##### PAGE TEXT

The funds allotted for defence expenditure by Finance Minister P Chidambaram in the interim budget are inadequate to meet the growing threats and challenges facing the country, for undertaking modernisation of the armed forces to fight and win future wars and for discharging India’s increasing responsibilities as a regional power.
The interim defence budget is also insufficient to expeditiously make up the ‘critical hollowness’ in defence preparedness pointed out by General V K Singh, the former army chief, in March 2012.
The increase of 10 per cent in the budget estimates from Rs 203,672 crore in 2012-13 to Rs 224,000 crore for 2014-15 is too little to allow for inflation, which is ruling at about 8 per cent annually. Also, the rupee’s slide against the dollar from Rs 55 in March 2013 to almost Rs 62 in February 2014 has further eroded its purchasing power. In dollar terms, against last year’s figure of $37.46 billion, this year the defence budget totals $36.13 billion. Hence, in real terms the defence budget has actually declined and not increased.
China’s People’s Liberation Army has been modernising at a rapid pace for over a decade, backed by a double-digit annual hike in the defence budget. At $112.50 billion, China’s official defence budget for the year 2013-14 is 10.7 per cent more than the previous year and it is over three times India’s planned defence expenditure.
As China invariably conceals many items of expenditure on national security, its actual expenditure in 2013-14 is likely to be well over $150 billion. In 2014-15, China is likely to spend over $160 billion on defence.
China is investing heavily in modernising its surface-to-surface missile firepower, fighter aircraft and air-to-ground strike capability. It is acquiring strategic airlift capability, modern aircraft carriers and new submarines. It is investing in modern command and control and surveillance systems (C4I2SR) and is enhancing its capacity to launch amphibious operations. It is also upgrading the military infrastructure in Tibet to induct large forces quickly and sustain larger deployments over longer durations.

##########
##### DATA PROVIDED

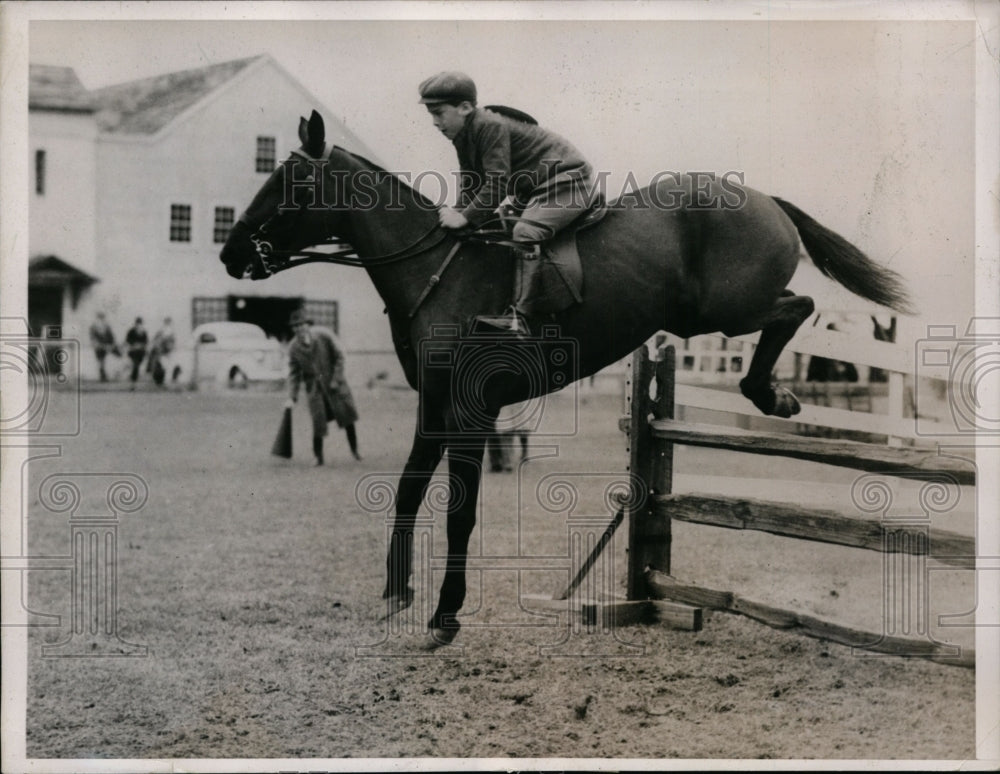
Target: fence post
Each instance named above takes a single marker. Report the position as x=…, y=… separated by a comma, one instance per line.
x=652, y=465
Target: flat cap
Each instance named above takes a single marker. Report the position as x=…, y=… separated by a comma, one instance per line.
x=447, y=87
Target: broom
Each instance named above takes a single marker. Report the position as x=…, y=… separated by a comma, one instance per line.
x=283, y=440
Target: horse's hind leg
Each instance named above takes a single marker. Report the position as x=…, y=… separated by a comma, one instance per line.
x=777, y=329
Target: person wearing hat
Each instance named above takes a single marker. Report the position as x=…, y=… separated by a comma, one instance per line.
x=316, y=362
x=136, y=342
x=501, y=156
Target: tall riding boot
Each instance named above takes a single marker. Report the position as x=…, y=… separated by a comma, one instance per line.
x=352, y=440
x=526, y=280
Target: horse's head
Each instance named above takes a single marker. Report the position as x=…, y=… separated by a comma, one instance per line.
x=288, y=213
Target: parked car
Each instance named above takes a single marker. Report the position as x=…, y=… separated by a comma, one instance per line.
x=232, y=354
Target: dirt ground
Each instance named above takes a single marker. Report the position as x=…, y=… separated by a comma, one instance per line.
x=253, y=584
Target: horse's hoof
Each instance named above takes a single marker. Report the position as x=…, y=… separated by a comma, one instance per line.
x=438, y=638
x=785, y=404
x=394, y=603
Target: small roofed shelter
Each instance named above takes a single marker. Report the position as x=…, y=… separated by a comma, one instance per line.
x=52, y=284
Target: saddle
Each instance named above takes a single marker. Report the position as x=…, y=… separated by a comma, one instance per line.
x=553, y=281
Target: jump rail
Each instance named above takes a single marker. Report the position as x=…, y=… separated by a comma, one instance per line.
x=652, y=435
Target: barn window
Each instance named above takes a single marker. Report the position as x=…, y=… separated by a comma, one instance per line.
x=266, y=156
x=180, y=222
x=40, y=172
x=224, y=218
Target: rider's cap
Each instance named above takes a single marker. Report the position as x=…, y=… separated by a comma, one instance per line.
x=447, y=87
x=298, y=318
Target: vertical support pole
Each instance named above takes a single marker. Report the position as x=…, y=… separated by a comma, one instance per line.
x=895, y=408
x=652, y=465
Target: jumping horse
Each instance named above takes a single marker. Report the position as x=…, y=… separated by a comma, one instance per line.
x=659, y=261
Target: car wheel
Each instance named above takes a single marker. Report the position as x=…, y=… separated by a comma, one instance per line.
x=237, y=378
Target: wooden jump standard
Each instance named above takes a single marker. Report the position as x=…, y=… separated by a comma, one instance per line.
x=653, y=431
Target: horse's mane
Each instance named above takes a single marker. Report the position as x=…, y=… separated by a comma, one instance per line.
x=419, y=197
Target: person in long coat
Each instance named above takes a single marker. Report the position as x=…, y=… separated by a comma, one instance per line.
x=317, y=364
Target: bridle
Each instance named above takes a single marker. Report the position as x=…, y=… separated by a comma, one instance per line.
x=269, y=261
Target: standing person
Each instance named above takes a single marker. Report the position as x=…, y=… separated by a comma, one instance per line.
x=102, y=339
x=136, y=341
x=500, y=157
x=316, y=363
x=161, y=351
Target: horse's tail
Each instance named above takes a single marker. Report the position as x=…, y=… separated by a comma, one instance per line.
x=841, y=261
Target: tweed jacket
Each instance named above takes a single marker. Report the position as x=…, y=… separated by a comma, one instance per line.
x=319, y=367
x=500, y=156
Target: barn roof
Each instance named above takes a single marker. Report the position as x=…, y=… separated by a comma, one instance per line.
x=57, y=88
x=147, y=105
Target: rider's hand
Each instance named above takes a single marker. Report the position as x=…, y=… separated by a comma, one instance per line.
x=452, y=218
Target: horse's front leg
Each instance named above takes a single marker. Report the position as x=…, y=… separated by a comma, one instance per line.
x=465, y=465
x=425, y=454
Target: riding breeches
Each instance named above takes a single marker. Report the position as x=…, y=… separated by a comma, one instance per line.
x=550, y=210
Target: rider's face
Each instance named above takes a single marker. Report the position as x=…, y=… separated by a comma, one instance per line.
x=449, y=119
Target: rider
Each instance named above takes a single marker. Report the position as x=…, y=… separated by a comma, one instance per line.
x=501, y=157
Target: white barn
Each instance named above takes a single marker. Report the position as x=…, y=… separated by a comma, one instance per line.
x=135, y=188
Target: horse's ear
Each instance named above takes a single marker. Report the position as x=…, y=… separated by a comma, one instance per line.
x=312, y=133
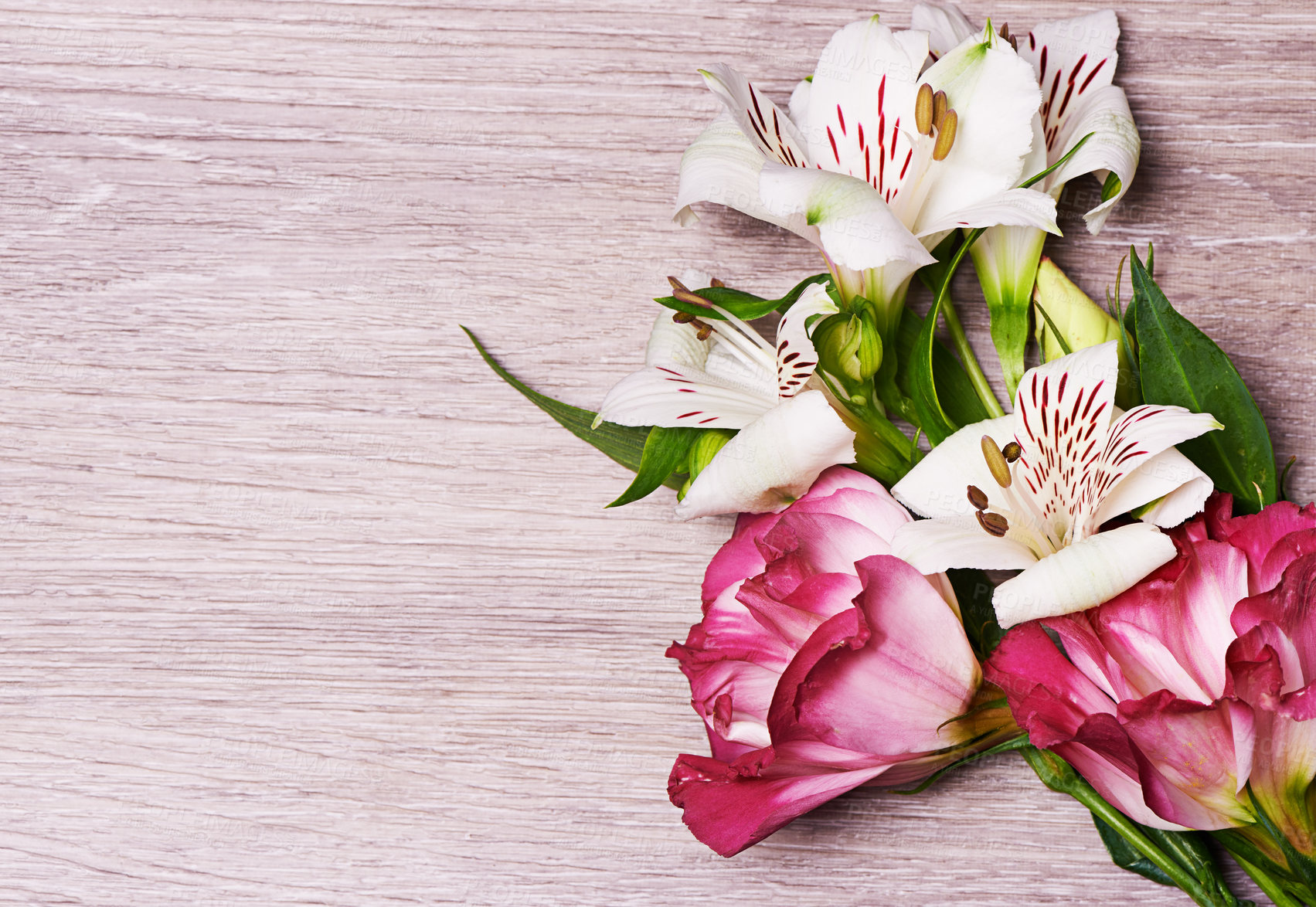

##########

--- LIST OF TASKS ---
A. Print the passage of the defense budget article between "The increase of" and "planned defence expenditure.", inclusive.
B. Answer these questions from the defense budget article:
(i) Who pointed out the "critical hollowness" in defense preparedness, and in what month and year?
(ii) What is China's official defense budget for 2013-14?
(iii) In dollar terms, what does India's defense budget total this year?
C. Go on with the article on India's defense budget, starting after its final sentence.

--- ANSWERS BY TASK ---
A.
The increase of 10 per cent in the budget estimates from Rs 203,672 crore in 2012-13 to Rs 224,000 crore for 2014-15 is too little to allow for inflation, which is ruling at about 8 per cent annually. Also, the rupee’s slide against the dollar from Rs 55 in March 2013 to almost Rs 62 in February 2014 has further eroded its purchasing power. In dollar terms, against last year’s figure of $37.46 billion, this year the defence budget totals $36.13 billion. Hence, in real terms the defence budget has actually declined and not increased.
China’s People’s Liberation Army has been modernising at a rapid pace for over a decade, backed by a double-digit annual hike in the defence budget. At $112.50 billion, China’s official defence budget for the year 2013-14 is 10.7 per cent more than the previous year and it is over three times India’s planned defence expenditure.

B.
(i) General V K Singh, the former army chief, in March 2012.
(ii) $112.50 billion.
(iii) $36.13 billion.

C.
Despite the long list of obsolescent weapons and equipment in service with the Indian armed forces, the present military gap with China is quantitative rather than qualitative. However, as India’s military modernisation has been stagnating for several years, this gap is likely to soon become a qualitative one as well. By about 2020-25, China will complete its military modernisation and will then be in a position to dictate terms on the resolution of the territorial dispute if India continues to neglect defence preparedness.
The total revenue expenditure planned for the year 2014-15 is Rs 134,467 crore (60 per cent of the budget). This goes towards paying salaries and allowances and expenditure on rations, ammunition and transportation. Of the total revenue allocation, the army will get Rs 92,601 crore, the navy Rs 13,975 crore, the air force Rs 20,506 crore, the Ordnance Factories Board Rs 1,343 crore and the Defence Research and Development Organisation Rs 6039 crore.
The remaining amount of Rs 89,537 crore (40 per cent of the budget) has been allotted on the capital account for the acquisition of modern weapon systems and equipment. An amount of Rs 7,868 crore was transferred from the capital account to the revenue account in December 2013 so as to eliminate the need to bid for supplementary grants. This effectively reduced the funds available for modernisation to just 38 per cent of the annual budget.
India is expected to spend approximately $100 billion over the 12th (2012-17) and 13th (2017-22) five-year defence plans on military modernisation. Major purchases this year are likely to include initial payments for 126 multi-mission, medium-range Rafale combat aircraft, 197 light helicopters, 145 Ultra-light Howitzers and C-17 heavy-lift aircraft, among others. The army has also begun the raising of a mountain strike corps and will have to find the funds to arm and equip it.
The government has earmarked Rs 59,387 crore for the central armed police forces in the annual budget of the ministry of home affairs for internal security. Of this, the CAPF and the state police forces will be given Rs 9,677 crore for modernisation.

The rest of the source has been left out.